• _Document passage_:
::::

By Terry
I had a scare this week. After a routine mammogram, I was called in for another look. They asked me to schedule an appointment for the next day.
On one hand, I believed the nurse when she said that there was no reason to panic, that the doctor just wanted a better picture. On the other hand, I wanted to know a better picture of what, exactly, which she couldn't tell me, so I spent the next 18 hours utterly convinced of my own imminent demise.
I wanted my mother. I was terrified of having to tell my father. I worried about Andrew, having to do all the work of two parents when he doesn't even know how to make macaroni and cheese.
But the thing that devastated me, the thing that woke me at night, the thing that made me miss my turn on the way back to the doctor's office, was contemplating, over and over, my kids spending a year watching me get sicker and sicker and then growing up without me.
Jonah is only 3 years old. He wouldn't understand. He would be confused. He would miss me for a while, but eventually he wouldn't really remember me as more than a warm feeling. For him, I could still be replaced, in a way. But Emily, who is 7, would understand and would miss me -- all of me, the whole person that she knows and loves -- forever. She'd spend the rest of her life with a hole that nothing could fill. She would hurt, and she would ache, and she would yearn, and there would be nothing I could do to fix it.
Rarely have I felt as powerless as a parent as I did in those terrible imagined hours.
In the end, I am happy to report that everything was fine. They gave me a clean bill of health and sent me home. I can tell you that I have rarely left any place as quickly as I got out of there.
And I learned a lesson in all of this. I learned that I am as scared of my children losing me as I am of losing them. That all of us are only complete when we are together and whole.
I'll be thinking of this the next time I am tempted to skip a seatbelt for a short trip, or to blow off my annual physical because it's so hard to find the time, or to have a friendly cigarette (I quit buying my own years ago) to go with that margarita.
I am so glad everything checked out ok for you. I try so hard to do all the right things to keep myself healthy. Rich's mother died when he was only 4 years old and I see how much that has taken it's toll on him and his 3 siblings. The kids were 2,4,6 and 8 when their mom died at the age of 27. It really does leave this huge hole that can never be filled by anyone else.

::::

• _Stored data entries_:

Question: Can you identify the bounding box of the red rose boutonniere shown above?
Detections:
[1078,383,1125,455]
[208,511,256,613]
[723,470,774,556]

::::

• _What to do_:
(a) Answer these questions from the post about the mammogram scare, one line each:
(i) How many hours did the writer spend convinced of her own imminent demise?
(ii) How old is Jonah?
(iii) According to the comment at the end, how old was Rich's mother when she died?
(b) Write the next few sentences of the post about the mammogram scare, starting right after its final line.
Nothing in the items is needed for this work.

• _Task-by-task answers_:
(a)
(i) 18 hours
(ii) 3 years old
(iii) 27

(b)
You have voiced every mother's fear.
I was lazy about my yearly gynecologist visit due to an insurance change,so finally, convinced that I was probably dying of cervical cancer(no reason to think this but I am always afraid of dying before I am done raising Lillianna)I made an appointment and went 2 weeks ago. Everything is fine and it reminded me to schedule my yearly mammogram.
I have printed out many of my DotMom posts and ones from my own blog to save in a binder for Lillianna. I hate to say, "Just in case," but, well....you know!
Posted by: Robin P | November 20, 2004 at 02:35 PM
there are more people than your children who would have a hole that nothing could fill. they are primary, as it should be. but there would be an almost 4 decade void I could never fill. an't even begin to tell you how many conversations I have a week that include 'my friend Terry...."
Posted by: WindReader | November 19, 2004 at 06:41 PM
I'm happy to hear you're okay. I think you tapped into every mom's worst fear for a while, there. It sounds a little maudlin, but I made time capsules for my kids on their 1st birthdays... mostly full of fun items like Teletubby toys and soon-to-be-outdated cell phones, but I also had the grandparents write letters, and I wrote a letter for them to open on their 18th birthdays. In a way, I felt like I was making sure that no matter what, I could say happy birthday to them on that day.